**EXTRAIT**
+++++
Elles ne se connaissaient pas avant d’échanger ensemble pour cette interview croisée, pourtant leurs « combats » se font écho. Elsa Gambin, journaliste indépendante et Mahdiya Hassan-Laksiri, enseignante, militante et membre du conseil d’administration de l’association les fameuses, agissent au quotidien, à Nantes, pour transmettre leurs engagements. Elles évoquent ici leurs féminismes, l’importance de la transmission et leurs utopies politiques.

Nous avons souhaité vous faire dialoguer ensemble car vous partagez des points de convergence, en étant notamment toutes deux très engagées politiquement sur le territoire nantais, sur les féminismes mais pas seulement. Pouvez-vous présenter en quelques mots vos activités respectives ?

Elsa : Je suis journaliste indépendante après avoir fait un master de sociologie et avoir été longtemps éducatrice spécialisée. En parallèle, j’interviens ponctuellement à l’École de travail social de Rezé et je fais de l’éducation aux médias dans les établissements scolaires.

Mahdiya : Professionnellement je suis dans le domaine de l’enseignement. Jusqu’à peu, je travaillais à plein temps dans le cadre du contrat d’intégration républicaine, le CIR, auprès d’exilé·es. Et j’habite dans le quartier de Malakoff, à Nantes : cela fait partie de mon identité. Un quartier que l’on dit « populaire » mais qui est en réalité un quartier pauvre. J’essaie d’utiliser les mots adéquats ! Je suis également une militante associative antiraciste, féministe, une militante pour une égalité réelle.

Vous menez toutes les deux des actions de transmission, à travers vos activités professionnelles et/ou militantes. Comment les exercez-vous ?
Elsa : Le journalisme est par essence une activité de transmission. Aujourd’hui, en participant à la fabrication de l’information, je ressens une forme de responsabilité car en tant que journaliste, on vient forcément influencer l’opinion selon nos sujets et nos angles.
+++++
**MATÉRIAU**
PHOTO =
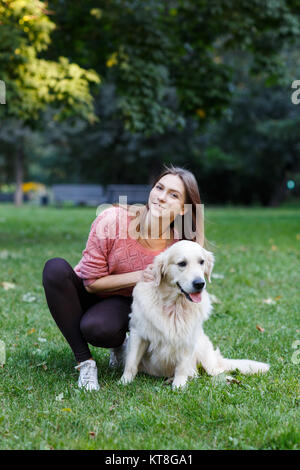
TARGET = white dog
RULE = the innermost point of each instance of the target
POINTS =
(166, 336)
+++++
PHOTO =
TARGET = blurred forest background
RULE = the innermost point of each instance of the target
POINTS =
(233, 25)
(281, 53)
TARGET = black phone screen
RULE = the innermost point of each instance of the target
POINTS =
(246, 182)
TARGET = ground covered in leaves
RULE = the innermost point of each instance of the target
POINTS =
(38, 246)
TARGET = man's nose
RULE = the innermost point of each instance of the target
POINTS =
+++++
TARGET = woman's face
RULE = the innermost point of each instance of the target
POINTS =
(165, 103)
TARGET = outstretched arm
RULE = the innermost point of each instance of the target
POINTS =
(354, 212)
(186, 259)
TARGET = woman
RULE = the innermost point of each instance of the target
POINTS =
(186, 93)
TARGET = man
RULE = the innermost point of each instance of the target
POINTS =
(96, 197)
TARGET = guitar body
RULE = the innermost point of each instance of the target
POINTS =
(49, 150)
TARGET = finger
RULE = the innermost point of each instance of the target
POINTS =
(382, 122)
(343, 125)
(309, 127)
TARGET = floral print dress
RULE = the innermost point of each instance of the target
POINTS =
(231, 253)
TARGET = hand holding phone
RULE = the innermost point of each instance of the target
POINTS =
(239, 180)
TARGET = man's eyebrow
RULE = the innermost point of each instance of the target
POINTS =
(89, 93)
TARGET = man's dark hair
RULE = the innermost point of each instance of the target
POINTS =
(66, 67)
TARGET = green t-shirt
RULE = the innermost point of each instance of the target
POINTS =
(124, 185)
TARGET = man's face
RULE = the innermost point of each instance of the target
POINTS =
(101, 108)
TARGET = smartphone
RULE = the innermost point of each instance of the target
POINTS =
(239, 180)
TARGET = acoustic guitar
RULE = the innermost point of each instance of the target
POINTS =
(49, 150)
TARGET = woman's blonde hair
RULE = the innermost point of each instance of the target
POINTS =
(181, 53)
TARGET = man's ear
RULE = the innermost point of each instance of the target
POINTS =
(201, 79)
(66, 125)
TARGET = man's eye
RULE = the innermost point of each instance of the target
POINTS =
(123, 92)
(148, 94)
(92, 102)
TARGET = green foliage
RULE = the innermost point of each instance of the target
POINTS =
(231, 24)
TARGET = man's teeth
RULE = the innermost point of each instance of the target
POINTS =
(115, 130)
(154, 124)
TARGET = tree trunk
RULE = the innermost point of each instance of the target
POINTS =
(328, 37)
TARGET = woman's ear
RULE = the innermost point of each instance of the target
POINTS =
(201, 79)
+++++
**À FAIRE**
a – Recopiez fidèlement le passage de l'entretien qui commence par « Elles ne se » et se poursuit jusqu'à « vos activités respectives ? ».
b – Poursuivez, s'il vous plaît, l'entretien sur les féminismes et la transmission à la suite de sa dernière phrase.

**RÉSULTATS**
a –
Elles ne se connaissaient pas avant d’échanger ensemble pour cette interview croisée, pourtant leurs « combats » se font écho. Elsa Gambin, journaliste indépendante et Mahdiya Hassan-Laksiri, enseignante, militante et membre du conseil d’administration de l’association les fameuses, agissent au quotidien, à Nantes, pour transmettre leurs engagements. Elles évoquent ici leurs féminismes, l’importance de la transmission et leurs utopies politiques.

Nous avons souhaité vous faire dialoguer ensemble car vous partagez des points de convergence, en étant notamment toutes deux très engagées politiquement sur le territoire nantais, sur les féminismes mais pas seulement. Pouvez-vous présenter en quelques mots vos activités respectives ?

b –
Mahdiya : Pour ma part je n’utiliserais pas le mot de « responsabilité » mais je dirais qu’il y a aujourd’hui une urgence, de plus en plus forte, à résister et à combattre. Comment ? À travers divers médiums comme la transmission de l’information, ce que tu fais Elsa, ou le fait de partager dans l’espace public ce que l’on vit.

Que souhaites-tu « combattre » Mahdiya ?
Mahdiya
: J’ai toujours combattu mais je le fais de plus en plus. Je suis française, afrodescendante et en ce moment ce qui occupe mes jours et mes courtes nuits (rires), c’est de combattre le sexisme, le patriarcat, le suprémacisme blanc.

Elsa : Je partage complètement le terme « combattre » utilisé par Mahdiya. Aujourd’hui, nous menons un vrai combat, réel, et pour ma part j’englobe à peu près toutes mes luttes dans le combat contre le capitalisme.

Mahdiya : J’aurais pu le rajouter, je suis d’accord avec toi !

Elsa : C’est notre combat central aujourd’hui : lutter contre le capitalisme et tout ce que tu viens de dire Mahdiya, ce qui comprend le féminisme et la lutte pour l’écologie. Tout est lié.

Sauriez-vous dire comment vous êtes devenues féministes ?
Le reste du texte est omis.